**Written instruction A**
Set down the passage of the Roth IRA thread, copying everything from "There are probably" down to "the contingent beneficiary." word for word.

**Page text**
* * * * * * *

In order to "fill" first a "B" Trust and finally an "A" Trust following the death of one then the other of a married couple for purposes of Estate Tax exclusion, we will have to include at least some or finally maybe all of the Roth IRA resouces. Is there any way other than withdrawal from the Roth and placing ownership in the respective Trusts to obtain the Estate Tax exclusion for both spouses?

Posted

There are probably a number of ways to achieve the result that you want. I would name the spouse as beneficiary of the Roth IRA and a trust (that qualifies as a designated beneficiary) as the contingent beneficiary.

At the first death, the survivor can disclaim a fraction of the Roth that will be enough to fully fund the B Trust. The balance of the Roth can be rolled over by the spouse. When the trust becomes the beneficiary, it does not terminate. Instead a RMD will have to be distributed from the Roth to the Trust. Since Roth distributions are not taxable, the payments can be accumulated within the Trust and paid out in whatever way the trust grantor chooses.

When the spouse dies everything owned will be subject to tax and can use up the exclusion.

Mary Kay Foss CPA

Guest cunz28
Posted

Thank you for your prompt reply. Another question about your reply: can you amplify on "When the trust becomes the beneficiary, it does not terminate. Instead an RMD will have to be distributed from the Roth to the Trust." Are you speaking of the "B" Trust here and what is an RMD?

Posted

RMD distributions to the Trust should, by the terms of the Trust, be construed as "principal." Earnings on the principal would then become taxable income that ordinarily gets distributed to the Trust's income beneficiary. Distribution of principal is restricted by the terms of the trust.

* * * * * * *

[Collection entries]
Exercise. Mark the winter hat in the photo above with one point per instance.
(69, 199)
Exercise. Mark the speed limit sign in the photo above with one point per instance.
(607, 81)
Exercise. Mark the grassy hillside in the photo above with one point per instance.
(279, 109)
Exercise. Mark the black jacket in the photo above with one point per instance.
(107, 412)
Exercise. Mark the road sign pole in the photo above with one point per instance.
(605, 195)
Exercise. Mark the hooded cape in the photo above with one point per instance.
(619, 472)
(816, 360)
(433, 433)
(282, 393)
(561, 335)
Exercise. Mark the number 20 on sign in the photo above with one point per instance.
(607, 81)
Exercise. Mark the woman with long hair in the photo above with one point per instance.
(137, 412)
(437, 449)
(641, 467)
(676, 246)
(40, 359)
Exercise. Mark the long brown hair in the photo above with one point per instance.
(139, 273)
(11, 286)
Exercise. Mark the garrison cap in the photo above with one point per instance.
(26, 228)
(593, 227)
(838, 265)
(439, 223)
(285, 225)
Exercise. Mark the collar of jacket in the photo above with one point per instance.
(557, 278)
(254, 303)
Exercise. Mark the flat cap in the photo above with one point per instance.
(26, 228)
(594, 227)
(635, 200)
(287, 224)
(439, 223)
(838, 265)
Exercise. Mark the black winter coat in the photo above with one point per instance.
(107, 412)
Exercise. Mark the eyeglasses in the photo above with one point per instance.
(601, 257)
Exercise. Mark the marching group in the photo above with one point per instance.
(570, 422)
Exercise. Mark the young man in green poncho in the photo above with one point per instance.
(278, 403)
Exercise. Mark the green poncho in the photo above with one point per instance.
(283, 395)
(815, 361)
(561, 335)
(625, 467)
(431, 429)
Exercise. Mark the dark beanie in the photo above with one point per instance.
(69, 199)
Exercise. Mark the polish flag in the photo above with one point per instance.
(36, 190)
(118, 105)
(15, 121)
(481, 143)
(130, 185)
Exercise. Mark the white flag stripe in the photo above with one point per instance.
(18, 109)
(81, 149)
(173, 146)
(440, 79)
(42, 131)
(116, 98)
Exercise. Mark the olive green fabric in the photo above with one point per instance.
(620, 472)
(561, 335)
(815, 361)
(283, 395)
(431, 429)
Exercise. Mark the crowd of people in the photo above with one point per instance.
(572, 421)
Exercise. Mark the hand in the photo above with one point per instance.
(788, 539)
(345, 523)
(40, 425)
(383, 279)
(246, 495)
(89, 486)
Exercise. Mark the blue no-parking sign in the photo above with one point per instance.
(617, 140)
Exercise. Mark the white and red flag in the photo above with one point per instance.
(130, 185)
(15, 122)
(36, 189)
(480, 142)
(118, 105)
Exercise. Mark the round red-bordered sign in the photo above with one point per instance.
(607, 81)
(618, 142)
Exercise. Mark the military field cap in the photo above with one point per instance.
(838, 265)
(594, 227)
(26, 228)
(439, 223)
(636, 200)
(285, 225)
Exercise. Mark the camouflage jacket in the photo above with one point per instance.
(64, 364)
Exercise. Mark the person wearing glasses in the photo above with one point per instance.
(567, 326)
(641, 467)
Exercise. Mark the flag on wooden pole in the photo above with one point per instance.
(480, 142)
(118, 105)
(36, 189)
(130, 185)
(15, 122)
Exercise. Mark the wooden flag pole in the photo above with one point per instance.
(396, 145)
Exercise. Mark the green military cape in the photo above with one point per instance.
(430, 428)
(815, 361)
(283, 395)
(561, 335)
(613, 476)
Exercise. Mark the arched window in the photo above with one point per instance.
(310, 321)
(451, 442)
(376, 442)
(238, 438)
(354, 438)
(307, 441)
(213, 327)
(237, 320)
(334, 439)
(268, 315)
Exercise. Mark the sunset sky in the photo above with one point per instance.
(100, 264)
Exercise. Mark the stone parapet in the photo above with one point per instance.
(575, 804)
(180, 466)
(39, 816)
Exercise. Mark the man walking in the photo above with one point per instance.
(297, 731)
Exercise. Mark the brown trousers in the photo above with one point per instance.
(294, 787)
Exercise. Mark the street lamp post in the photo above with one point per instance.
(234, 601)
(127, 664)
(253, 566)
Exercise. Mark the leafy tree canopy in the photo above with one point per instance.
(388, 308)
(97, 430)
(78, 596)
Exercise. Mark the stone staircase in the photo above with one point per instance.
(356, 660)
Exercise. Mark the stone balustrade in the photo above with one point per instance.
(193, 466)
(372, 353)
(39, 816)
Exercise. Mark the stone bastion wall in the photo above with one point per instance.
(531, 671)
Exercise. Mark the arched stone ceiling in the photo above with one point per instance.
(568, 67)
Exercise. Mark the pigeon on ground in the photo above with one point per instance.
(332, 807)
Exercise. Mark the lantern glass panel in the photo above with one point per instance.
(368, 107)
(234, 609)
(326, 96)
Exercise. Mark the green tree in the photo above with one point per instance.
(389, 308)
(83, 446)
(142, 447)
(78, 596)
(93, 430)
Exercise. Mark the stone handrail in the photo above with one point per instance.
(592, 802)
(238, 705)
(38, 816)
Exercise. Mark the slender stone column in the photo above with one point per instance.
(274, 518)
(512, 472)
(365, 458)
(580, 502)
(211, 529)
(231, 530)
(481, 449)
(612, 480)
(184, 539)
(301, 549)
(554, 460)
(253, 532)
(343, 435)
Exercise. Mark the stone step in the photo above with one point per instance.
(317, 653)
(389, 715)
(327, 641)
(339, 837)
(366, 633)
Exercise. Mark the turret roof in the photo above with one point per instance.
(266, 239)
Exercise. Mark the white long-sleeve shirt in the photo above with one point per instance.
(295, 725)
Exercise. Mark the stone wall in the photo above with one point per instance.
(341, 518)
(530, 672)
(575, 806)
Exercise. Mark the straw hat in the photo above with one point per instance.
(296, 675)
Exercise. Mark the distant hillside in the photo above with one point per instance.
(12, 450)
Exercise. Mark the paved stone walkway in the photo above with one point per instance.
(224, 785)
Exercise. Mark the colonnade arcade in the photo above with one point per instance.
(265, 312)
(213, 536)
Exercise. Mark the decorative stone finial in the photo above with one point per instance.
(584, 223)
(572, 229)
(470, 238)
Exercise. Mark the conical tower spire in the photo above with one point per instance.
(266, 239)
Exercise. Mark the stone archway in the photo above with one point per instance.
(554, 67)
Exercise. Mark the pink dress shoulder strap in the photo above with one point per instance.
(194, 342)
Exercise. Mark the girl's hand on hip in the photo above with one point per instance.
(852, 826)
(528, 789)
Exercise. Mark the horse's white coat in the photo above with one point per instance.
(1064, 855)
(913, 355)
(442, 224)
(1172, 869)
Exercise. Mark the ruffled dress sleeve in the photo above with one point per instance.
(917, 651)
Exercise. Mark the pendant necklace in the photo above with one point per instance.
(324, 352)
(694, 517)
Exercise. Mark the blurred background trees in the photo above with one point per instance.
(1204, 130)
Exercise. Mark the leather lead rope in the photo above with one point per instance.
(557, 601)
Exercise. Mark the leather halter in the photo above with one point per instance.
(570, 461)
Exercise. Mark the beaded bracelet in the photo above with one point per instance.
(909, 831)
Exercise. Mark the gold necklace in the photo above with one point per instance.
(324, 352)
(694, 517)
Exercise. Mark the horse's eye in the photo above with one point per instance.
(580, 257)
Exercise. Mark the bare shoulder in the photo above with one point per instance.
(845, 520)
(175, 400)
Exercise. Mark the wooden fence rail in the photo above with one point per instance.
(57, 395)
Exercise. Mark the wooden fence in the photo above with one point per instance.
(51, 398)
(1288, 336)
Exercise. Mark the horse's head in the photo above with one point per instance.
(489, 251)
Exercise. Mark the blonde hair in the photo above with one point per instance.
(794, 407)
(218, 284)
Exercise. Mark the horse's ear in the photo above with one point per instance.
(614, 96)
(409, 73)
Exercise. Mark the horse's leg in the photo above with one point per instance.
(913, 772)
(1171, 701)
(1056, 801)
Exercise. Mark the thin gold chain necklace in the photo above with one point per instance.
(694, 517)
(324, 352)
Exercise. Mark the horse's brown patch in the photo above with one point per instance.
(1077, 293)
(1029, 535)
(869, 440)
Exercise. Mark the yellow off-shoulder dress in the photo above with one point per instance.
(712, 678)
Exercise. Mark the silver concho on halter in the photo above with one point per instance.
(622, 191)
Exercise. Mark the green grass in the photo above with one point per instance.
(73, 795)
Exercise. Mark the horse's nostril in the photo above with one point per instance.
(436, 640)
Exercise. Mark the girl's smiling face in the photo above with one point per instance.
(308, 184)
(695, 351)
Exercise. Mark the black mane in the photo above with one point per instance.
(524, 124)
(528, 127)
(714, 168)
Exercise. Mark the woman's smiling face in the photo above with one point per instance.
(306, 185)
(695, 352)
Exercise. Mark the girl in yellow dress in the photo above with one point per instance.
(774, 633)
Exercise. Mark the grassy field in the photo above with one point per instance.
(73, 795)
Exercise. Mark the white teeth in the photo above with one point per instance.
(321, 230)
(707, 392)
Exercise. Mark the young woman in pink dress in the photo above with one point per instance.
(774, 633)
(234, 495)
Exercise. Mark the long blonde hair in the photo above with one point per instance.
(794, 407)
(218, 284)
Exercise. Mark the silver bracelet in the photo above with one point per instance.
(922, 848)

* * * * * * *

**Written instruction B**
Identify each row above that contains the word "smiling" and copy those rows out in full.

**Output A**
There are probably a number of ways to achieve the result that you want. I would name the spouse as beneficiary of the Roth IRA and a trust (that qualifies as a designated beneficiary) as the contingent beneficiary.

**Output B**
Exercise. Mark the girl's smiling face in the photo above with one point per instance.
Exercise. Mark the woman's smiling face in the photo above with one point per instance.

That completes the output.